··· DATA EXTRACTS
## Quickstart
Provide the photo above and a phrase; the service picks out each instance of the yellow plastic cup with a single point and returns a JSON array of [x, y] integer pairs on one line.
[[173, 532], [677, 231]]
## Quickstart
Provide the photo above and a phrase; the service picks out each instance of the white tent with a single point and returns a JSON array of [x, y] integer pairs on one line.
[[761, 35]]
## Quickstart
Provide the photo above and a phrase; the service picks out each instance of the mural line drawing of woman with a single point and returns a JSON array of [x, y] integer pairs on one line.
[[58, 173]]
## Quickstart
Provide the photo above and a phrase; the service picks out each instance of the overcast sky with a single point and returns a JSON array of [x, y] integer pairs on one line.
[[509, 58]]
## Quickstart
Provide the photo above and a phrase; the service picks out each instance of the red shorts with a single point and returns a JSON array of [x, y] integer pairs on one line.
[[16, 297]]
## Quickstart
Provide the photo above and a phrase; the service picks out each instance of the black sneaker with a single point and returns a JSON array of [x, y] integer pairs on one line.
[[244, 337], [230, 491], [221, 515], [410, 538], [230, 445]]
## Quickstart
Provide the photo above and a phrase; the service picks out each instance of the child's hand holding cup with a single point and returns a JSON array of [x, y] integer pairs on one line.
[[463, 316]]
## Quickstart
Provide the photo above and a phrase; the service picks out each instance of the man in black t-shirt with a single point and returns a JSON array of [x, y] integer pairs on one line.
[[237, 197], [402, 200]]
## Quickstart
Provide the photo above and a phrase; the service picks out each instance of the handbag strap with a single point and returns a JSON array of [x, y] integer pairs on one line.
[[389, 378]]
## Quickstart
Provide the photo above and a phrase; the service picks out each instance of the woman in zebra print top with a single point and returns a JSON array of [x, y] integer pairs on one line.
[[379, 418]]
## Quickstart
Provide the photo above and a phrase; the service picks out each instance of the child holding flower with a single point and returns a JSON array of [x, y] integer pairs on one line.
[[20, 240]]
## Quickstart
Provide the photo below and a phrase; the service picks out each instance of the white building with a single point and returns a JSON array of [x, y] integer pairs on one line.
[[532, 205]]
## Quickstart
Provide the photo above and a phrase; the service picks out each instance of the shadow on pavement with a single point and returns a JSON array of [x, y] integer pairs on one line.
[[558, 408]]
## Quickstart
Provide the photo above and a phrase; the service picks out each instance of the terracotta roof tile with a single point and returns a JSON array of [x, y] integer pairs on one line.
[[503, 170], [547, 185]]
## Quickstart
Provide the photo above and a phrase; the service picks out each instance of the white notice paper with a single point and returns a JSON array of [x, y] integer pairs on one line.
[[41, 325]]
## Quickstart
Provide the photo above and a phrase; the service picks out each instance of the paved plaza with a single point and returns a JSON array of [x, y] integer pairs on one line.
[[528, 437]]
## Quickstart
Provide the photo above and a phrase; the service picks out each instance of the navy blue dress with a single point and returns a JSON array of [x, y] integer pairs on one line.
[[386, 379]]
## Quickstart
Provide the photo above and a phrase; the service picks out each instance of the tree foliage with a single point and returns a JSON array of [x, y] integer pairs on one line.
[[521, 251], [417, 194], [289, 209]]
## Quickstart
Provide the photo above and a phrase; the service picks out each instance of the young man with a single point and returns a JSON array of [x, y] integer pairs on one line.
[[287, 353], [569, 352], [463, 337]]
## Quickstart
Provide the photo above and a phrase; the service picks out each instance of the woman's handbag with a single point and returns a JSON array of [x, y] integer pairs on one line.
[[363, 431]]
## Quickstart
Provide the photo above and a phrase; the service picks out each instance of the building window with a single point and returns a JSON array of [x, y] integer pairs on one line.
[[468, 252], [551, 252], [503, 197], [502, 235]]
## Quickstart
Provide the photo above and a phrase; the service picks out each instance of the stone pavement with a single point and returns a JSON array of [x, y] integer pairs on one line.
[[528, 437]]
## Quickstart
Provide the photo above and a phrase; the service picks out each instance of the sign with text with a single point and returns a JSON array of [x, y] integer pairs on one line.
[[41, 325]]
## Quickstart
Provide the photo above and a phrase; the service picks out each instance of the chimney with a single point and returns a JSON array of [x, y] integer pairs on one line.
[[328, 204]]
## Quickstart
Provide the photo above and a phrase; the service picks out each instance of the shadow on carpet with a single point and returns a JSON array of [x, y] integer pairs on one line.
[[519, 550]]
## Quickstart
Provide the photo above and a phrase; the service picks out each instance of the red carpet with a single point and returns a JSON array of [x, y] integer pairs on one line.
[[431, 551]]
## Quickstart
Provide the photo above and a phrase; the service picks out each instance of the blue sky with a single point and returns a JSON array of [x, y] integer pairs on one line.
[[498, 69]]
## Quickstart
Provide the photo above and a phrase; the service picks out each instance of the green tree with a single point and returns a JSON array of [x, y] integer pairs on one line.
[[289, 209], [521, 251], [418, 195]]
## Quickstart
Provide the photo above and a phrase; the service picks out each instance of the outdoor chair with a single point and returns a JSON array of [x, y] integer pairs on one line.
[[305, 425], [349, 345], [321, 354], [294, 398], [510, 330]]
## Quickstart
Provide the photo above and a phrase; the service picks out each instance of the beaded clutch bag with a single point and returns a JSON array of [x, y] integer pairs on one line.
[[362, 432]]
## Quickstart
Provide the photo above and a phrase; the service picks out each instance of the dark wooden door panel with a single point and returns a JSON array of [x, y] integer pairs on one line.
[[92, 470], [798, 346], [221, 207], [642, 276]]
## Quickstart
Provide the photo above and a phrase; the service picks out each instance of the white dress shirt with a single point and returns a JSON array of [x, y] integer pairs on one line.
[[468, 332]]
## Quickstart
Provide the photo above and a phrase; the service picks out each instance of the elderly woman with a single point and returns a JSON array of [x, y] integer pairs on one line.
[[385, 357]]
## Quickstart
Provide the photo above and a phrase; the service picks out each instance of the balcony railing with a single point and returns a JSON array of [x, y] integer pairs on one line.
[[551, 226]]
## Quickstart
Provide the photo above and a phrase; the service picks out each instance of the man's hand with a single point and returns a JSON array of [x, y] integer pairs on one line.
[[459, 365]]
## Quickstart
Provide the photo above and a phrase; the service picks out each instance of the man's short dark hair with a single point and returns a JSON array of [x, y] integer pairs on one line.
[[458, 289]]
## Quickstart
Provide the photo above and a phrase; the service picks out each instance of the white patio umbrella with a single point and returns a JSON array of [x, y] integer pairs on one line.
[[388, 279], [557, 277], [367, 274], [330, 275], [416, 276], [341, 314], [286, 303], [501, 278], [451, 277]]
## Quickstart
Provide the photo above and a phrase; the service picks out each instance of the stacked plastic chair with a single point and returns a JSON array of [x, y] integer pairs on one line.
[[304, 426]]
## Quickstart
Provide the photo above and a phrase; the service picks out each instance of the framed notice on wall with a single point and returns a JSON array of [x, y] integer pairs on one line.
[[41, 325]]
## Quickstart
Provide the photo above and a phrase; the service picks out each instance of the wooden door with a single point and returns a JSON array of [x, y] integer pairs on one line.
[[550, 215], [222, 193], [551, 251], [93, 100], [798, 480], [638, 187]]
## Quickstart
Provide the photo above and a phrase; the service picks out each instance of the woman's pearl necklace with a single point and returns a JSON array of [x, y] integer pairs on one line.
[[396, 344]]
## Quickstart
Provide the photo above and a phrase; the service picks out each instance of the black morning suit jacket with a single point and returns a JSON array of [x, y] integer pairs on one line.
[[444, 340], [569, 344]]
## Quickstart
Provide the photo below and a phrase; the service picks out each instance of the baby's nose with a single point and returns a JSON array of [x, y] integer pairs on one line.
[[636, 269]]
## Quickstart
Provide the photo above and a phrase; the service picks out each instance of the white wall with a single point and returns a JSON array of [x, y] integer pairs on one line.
······
YOUR GOAL —
Restate all of the data above. Match it word for word.

SOLUTION BELOW —
## Quickstart
Provide the photo above and a phrase; the service picks out each instance of the yellow plastic cup with a single point and returns a JSON array of [x, y] integer pairs on one line.
[[173, 532], [677, 231]]
## Quickstart
Provide the photo above and a phrase; the service picks out each instance of the white tent with a single point and returns a JSON array of [x, y] integer pairs on one line.
[[761, 35]]
## Quickstart
Provide the photo above and a phrase; the service picks out each instance of the mural line drawing of woman with a single point and returns a JSON array of [x, y] integer pairs on one line.
[[58, 173]]
## Quickstart
Provide the photo above and a phrase; the service picks out each instance of the overcast sky with a single point and returns a JSON array of [x, y] integer pairs on one line.
[[509, 58]]
## Quickstart
Provide the photo above and a phrase; the service picks out each instance of the red shorts with a single point and returns a JSON array of [x, y] integer pairs on one line.
[[16, 297]]
## Quickstart
Provide the photo above and a phrase; the service picks out each instance of the black sneaker with a single point and returns a JSON array of [x, y] integer pairs on one line.
[[244, 337], [230, 491], [221, 515], [410, 538], [230, 445]]
## Quickstart
Provide the photo above and a phrase; the service picks out each instance of the child's hand holding cup with a single point and returns a JSON array of [x, y] integer pairs on one line.
[[463, 316]]
## Quickstart
Provide the photo above and a phrase; the service picks out each instance of the man in black t-shirt with a single point and returns a JSON array of [x, y] integer pairs on one line.
[[237, 197], [402, 200]]
## Quickstart
Provide the photo above and a phrase; the service picks out each instance of the handbag strap with a single point and returns a JSON array of [x, y] integer pairs on one line.
[[389, 378]]
## Quickstart
Provide the photo above and a phrase; the service picks out each instance of the woman in zebra print top with a single point and returns a JSON array of [x, y] integer pairs on one line.
[[379, 418]]
## Quickstart
Provide the photo above and a phrase; the service picks out each instance of the child holding flower with a single point and returns a JSON array of [x, y] integer pairs on one line.
[[20, 240]]
## Quickstart
Provide the photo below and a phrase; the service picks out each instance of the white building with a single point and returns a JSON array of [x, y] integer pairs on one line.
[[532, 205]]
## Quickstart
Provide the photo above and a phrase; the service picks out each instance of the shadow on pavement with a single point and returns a JSON array of [x, y] integer pairs on one line.
[[558, 408]]
## Quickstart
Provide the photo above and a phrase; the service picks out each instance of the terracotta roof tile with a single point and returns a JSON array of [x, y] integer pairs on one line.
[[503, 170], [547, 185]]
## Quickstart
Provide the photo above and a phrase; the service picks out each instance of the white notice paper with a single point and returns a JSON array of [x, y] integer pairs on one line.
[[41, 325]]
## Quickstart
Provide the photo above and a phrase; the service picks out each instance of the paved plaza with a single point and returns a JSON array of [x, y] integer pairs on one line.
[[528, 437]]
## Quickstart
Provide the photo above and a phrase; the service picks out each instance of the navy blue dress with a single point and returns a JSON array of [x, y] integer pairs on one line.
[[386, 379]]
## Quickstart
Provide the photo above and a phrase; the service picks out each instance of the tree foliage with a single point and returns a JSON array of [x, y] integer pairs on one line.
[[521, 251], [417, 194], [289, 209]]
## Quickstart
Provide the photo above and a phrase; the service picks out each instance of the young man with a single point and returns a JSON array of [x, y] integer pairs on one line.
[[287, 353], [569, 352], [463, 337]]
## Quickstart
Provide the photo above and a phrase; the service picks out each instance of the woman's handbag with a single point and returns a JSON array of [x, y] integer pairs on one line.
[[363, 431]]
## Quickstart
Provide the photo above and a phrase; the service picks out each instance of the building window with a single point and returns a JSON array of [x, y] integer pairs on one line.
[[468, 252], [551, 252], [503, 197], [502, 235]]
## Quickstart
Provide the photo above and a phrase; the service picks out each instance of the stone pavement with a single point and returns a JSON array of [x, y] integer pairs on one line.
[[528, 437]]
## Quickstart
Provide the photo above and a phrase; the service picks out each instance of the sign with text with a single point and returns a JSON array of [x, y] integer pairs on one line.
[[41, 325]]
## Quickstart
Provide the photo above and a phrase; the service picks out each instance of the chimney with a single point and returns a JSON array of [x, y] integer pairs on one line.
[[328, 204]]
## Quickstart
Provide the photo above and a phrase; the service picks out each instance of the shadow on carpet with a single point and returns a JSON array of [x, y] integer pairs on one line.
[[519, 550]]
## Quickstart
Provide the photo above and a phrase; the service picks out each instance of the red carpet with a single point and returns a JSON array of [x, y] integer pairs on one line.
[[431, 551]]
## Quickstart
Provide the photo above and a phrase; the service picks out each instance of the blue sky with a single point and returns a JSON array of [x, y] integer pairs on one line.
[[498, 69]]
## Quickstart
Provide the photo above and a phrase; the service picks out each instance of the green tree with a single point and returns a JSON array of [x, y] integer pairs on one line.
[[289, 209], [521, 251], [418, 195]]
## Quickstart
Provide the photo above and a phrase; the service picks out each instance of the outdoor chair with a single point and returns a JSON array of [x, y] integer pairs on one line.
[[305, 425], [349, 345], [321, 354], [294, 398], [510, 330]]
## Quickstart
Provide the photo above and a phrase; the service picks out each instance of the beaded clutch bag with a single point and returns a JSON array of [x, y] integer pairs on one line.
[[362, 432]]
## Quickstart
Provide the photo above and a phrase; the service picks out each instance of the dark wooden door panel with a single point and returns a JSON array of [x, y] integer pairs on one line.
[[92, 470], [798, 346], [221, 207], [642, 276]]
## Quickstart
Provide the photo above and a phrase; the service picks out each instance of the white dress shirt with a single point and returns a JSON array of [x, y] integer pairs on one line.
[[468, 332]]
## Quickstart
Provide the photo above and a phrase; the service picks out each instance of the elderly woman with a single point and returns a JSON array of [x, y] integer pairs on one line.
[[385, 357]]
## Quickstart
Provide the photo above and a phrase; the service picks out each instance of the balcony railing with a single point and returns a JSON array of [x, y] integer pairs on one line.
[[551, 226]]
## Quickstart
Provide the photo above and a phrase; the service picks out each instance of the man's hand with a single point and returns a JSON array of [x, y] integer pairs on one line.
[[459, 365]]
## Quickstart
Provide the photo above and a phrase; the service picks out each instance of the man's short dark hair with a single point and returns a JSON array of [x, y] integer pairs on one line.
[[458, 289]]
## Quickstart
Provide the photo above and a phrase; the service picks out each instance of the white patio umbrella with a single point and returns a JSON array of [x, y] integer pairs on one line.
[[388, 279], [557, 277], [367, 274], [330, 275], [416, 276], [341, 314], [286, 303], [501, 278], [451, 277]]
## Quickstart
Provide the photo above and a phrase; the service picks out each instance of the stacked plastic chair with a single point and returns a JSON array of [x, y] integer pairs on one line.
[[304, 426]]
## Quickstart
Provide the photo above and a phrase; the service picks out each instance of the framed notice on wall with a single point and returns a JSON array of [x, y] integer pairs on one line.
[[41, 325]]
## Quickstart
Provide the photo above and a phrase; the service picks out each instance of the wooden door with a single point and returns a JSON array of [x, y] integer pairs on one line.
[[550, 215], [222, 193], [551, 251], [93, 100], [798, 480], [638, 187]]
## Quickstart
Provide the photo above and a phrase; the service picks out each instance of the woman's pearl necklace with a single point and returns a JSON array of [x, y] integer pairs on one line.
[[396, 344]]
## Quickstart
Provide the photo above and a phrase; the service picks out each instance of the black morning suit jacket with a single point and returns a JSON array of [x, y] integer pairs on one line.
[[444, 340], [569, 344]]
## Quickstart
Provide the photo below and a phrase; the service picks out each instance of the baby's nose with a single point and returns a JSON array of [x, y] integer pairs on one line.
[[636, 269]]
## Quickstart
Provide the photo above and a phrase; the service picks out each instance of the white wall with a single point and returns a JSON array of [x, y] integer pairs on one line.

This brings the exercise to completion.